- [Exercise instructions]:
After reading the records, print them all again exactly as they stand.

** Given information follows **

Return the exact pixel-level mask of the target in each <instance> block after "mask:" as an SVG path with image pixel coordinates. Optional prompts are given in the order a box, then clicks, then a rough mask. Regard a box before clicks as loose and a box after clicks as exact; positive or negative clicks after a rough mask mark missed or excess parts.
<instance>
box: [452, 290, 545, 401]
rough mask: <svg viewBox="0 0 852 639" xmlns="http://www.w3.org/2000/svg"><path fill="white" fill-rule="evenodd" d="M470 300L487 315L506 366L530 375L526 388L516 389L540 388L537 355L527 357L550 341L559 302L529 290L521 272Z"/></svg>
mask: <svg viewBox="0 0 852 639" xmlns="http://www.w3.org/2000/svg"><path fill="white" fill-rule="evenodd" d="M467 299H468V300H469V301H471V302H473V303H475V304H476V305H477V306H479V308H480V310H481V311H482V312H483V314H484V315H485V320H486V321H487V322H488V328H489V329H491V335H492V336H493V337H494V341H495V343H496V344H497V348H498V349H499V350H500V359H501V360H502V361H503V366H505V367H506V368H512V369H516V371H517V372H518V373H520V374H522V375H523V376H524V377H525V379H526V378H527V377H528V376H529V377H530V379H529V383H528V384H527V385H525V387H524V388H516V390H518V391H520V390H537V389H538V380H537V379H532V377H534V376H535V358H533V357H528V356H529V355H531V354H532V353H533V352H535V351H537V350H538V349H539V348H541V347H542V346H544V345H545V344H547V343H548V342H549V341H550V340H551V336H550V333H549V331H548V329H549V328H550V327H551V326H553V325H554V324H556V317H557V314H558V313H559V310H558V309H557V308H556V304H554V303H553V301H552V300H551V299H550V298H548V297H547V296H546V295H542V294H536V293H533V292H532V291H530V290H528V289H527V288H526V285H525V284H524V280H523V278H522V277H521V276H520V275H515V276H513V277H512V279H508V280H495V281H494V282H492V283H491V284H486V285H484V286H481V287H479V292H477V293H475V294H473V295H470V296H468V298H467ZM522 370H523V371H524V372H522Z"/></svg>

** End of Given information **

- [Answer to this task]:
Return the exact pixel-level mask of the target in each <instance> block after "mask:" as an SVG path with image pixel coordinates. Optional prompts are given in the order a box, then clicks, then a rough mask. Regard a box before clicks as loose and a box after clicks as exact; positive or negative clicks after a rough mask mark missed or excess parts.
<instance>
box: [452, 290, 545, 401]
rough mask: <svg viewBox="0 0 852 639" xmlns="http://www.w3.org/2000/svg"><path fill="white" fill-rule="evenodd" d="M470 300L487 315L506 366L530 375L526 388L516 389L540 388L537 355L527 357L550 341L559 302L529 290L521 272Z"/></svg>
mask: <svg viewBox="0 0 852 639" xmlns="http://www.w3.org/2000/svg"><path fill="white" fill-rule="evenodd" d="M467 299H468V300H469V301H471V302H473V303H475V304H476V305H477V306H479V308H480V310H481V311H482V312H483V314H484V315H485V320H486V321H487V322H488V328H489V329H491V335H492V336H493V337H494V341H495V343H496V344H497V348H498V349H499V350H500V359H501V360H502V361H503V366H505V367H506V368H512V369H516V371H517V372H518V373H520V374H522V375H523V376H524V377H525V379H526V378H527V377H528V376H529V377H530V379H529V383H528V384H527V385H525V387H524V388H516V390H518V391H520V390H537V389H538V380H537V379H532V377H534V376H535V358H533V357H528V356H529V355H531V354H532V353H533V352H535V351H537V350H538V349H539V348H541V347H542V346H544V345H545V344H547V343H548V342H549V341H550V340H551V336H550V333H549V331H548V329H549V328H550V327H551V326H553V325H554V324H556V317H557V314H558V313H559V310H558V309H557V308H556V304H554V303H553V301H552V300H551V299H550V298H548V297H547V296H546V295H542V294H536V293H533V292H532V291H530V290H528V289H527V288H526V285H525V284H524V280H523V278H522V277H521V276H520V275H515V276H513V277H512V279H508V280H495V281H494V282H492V283H491V284H486V285H484V286H481V287H479V292H477V293H475V294H473V295H470V296H468V298H467ZM522 370H523V371H524V372H522Z"/></svg>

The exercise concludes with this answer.